§ **WORK INSTRUCTION**
Could you write out the listing below again, exactly?

== Segment start ==

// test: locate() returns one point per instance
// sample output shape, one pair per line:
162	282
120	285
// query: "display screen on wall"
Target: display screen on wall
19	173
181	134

== Segment end ==

§ **WRITTEN REPLY**
// test: locate() returns one point per instance
// sample output shape, one pair per line:
162	282
120	285
// query: "display screen on wall"
Target: display screen on wall
19	173
181	134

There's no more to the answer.